THINGS TO DO -
1. According to the model card, what hardware was used for training?
2. Put this sentence from the model card into Spanish: "The model was trained on 30,000 samples from three coding datasets (matching the paper)."

---------- READING TEXT ----------

Chrisfrancisque's picture
Upload FFT model trained on coding datasets
a331bc2 verified
---
language:
- en
license: llama2
tags:
- code
- llama2
- full-fine-tuning
- mask-fine-tuning
- coding
datasets:
- tulu3_persona_python
- evol_code
- code_alpaca
base_model: meta-llama/Llama-2-7b-hf
---
# llama2-7b-coding-fft
This model is a **Full Fine-Tuned (FFT)** version of LLaMA2-7B on coding datasets, trained as part of replicating the [Mask Fine-Tuning (MFT) paper](https://arxiv.org/abs/2503.22764v1).
## Model Details
- **Base Model:** meta-llama/Llama-2-7b-hf
- **Training Type:** Full Fine-Tuning (FFT)
- **Domain:** Coding
- **Hardware:** TPU v4-8
- **Training Framework:** PyTorch + torch_xla
## Training Data
The model was trained on 30,000 samples from three coding datasets (matching the paper):
- **Tulu 3 Persona Python:** 10,000 samples
- **Evol CodeAlpaca:** 10,000 samples
- **Code-Alpaca:** 10,000 samples
## Training Configuration
- **Epochs:** 2
- **Sequence Length:** 4096
- **Learning Rate:** 2e-5
- **Batch Size:** 8 (effective)

---------- DATASET ENTRIES ----------

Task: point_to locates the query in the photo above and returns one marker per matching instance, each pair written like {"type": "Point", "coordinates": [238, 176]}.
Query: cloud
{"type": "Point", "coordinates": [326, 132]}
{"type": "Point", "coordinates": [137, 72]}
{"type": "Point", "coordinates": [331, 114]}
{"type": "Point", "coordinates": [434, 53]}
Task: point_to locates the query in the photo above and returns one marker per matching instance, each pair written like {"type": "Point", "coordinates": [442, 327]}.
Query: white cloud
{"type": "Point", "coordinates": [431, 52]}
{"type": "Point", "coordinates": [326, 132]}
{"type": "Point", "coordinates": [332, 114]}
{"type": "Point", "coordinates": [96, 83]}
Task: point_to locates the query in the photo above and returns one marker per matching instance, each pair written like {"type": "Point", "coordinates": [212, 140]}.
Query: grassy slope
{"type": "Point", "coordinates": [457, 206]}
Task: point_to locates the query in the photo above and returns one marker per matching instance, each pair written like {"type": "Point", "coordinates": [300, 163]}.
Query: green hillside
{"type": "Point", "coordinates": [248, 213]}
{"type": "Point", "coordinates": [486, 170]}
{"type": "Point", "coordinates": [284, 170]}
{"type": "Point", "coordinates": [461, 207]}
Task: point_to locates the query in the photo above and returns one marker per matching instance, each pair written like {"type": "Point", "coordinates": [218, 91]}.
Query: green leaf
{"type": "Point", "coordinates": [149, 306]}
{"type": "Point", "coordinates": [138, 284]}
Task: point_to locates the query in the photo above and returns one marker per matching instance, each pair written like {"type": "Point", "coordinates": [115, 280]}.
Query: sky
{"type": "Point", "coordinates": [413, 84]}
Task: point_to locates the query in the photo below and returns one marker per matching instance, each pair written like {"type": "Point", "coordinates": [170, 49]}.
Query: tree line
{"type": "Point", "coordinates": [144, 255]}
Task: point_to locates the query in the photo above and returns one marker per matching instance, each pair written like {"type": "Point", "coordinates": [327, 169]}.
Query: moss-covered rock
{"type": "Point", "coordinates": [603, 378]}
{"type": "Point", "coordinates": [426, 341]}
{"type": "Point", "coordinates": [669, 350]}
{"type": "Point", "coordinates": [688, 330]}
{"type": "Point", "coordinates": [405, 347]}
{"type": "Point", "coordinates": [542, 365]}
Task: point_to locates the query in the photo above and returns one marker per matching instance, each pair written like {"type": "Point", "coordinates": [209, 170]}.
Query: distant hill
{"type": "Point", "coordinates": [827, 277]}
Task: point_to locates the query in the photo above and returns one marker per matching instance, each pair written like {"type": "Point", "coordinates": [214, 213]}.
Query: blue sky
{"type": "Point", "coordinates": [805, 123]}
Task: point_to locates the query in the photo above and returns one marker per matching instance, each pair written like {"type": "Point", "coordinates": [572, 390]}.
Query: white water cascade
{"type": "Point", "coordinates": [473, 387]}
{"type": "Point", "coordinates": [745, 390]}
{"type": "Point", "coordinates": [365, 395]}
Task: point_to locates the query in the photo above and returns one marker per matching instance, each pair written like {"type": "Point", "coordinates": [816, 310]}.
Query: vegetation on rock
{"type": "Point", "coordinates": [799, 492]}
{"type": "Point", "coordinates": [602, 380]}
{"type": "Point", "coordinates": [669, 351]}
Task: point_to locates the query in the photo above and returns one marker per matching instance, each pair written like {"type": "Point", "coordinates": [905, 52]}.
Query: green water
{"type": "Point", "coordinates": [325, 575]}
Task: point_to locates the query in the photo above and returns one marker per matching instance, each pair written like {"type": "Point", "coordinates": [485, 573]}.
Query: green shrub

----------

SOLUTIONS TO THE TASKS -
1. TPU v4-8

2. El modelo se entrenó con 30.000 muestras de tres conjuntos de datos de código (coincidiendo con el artículo).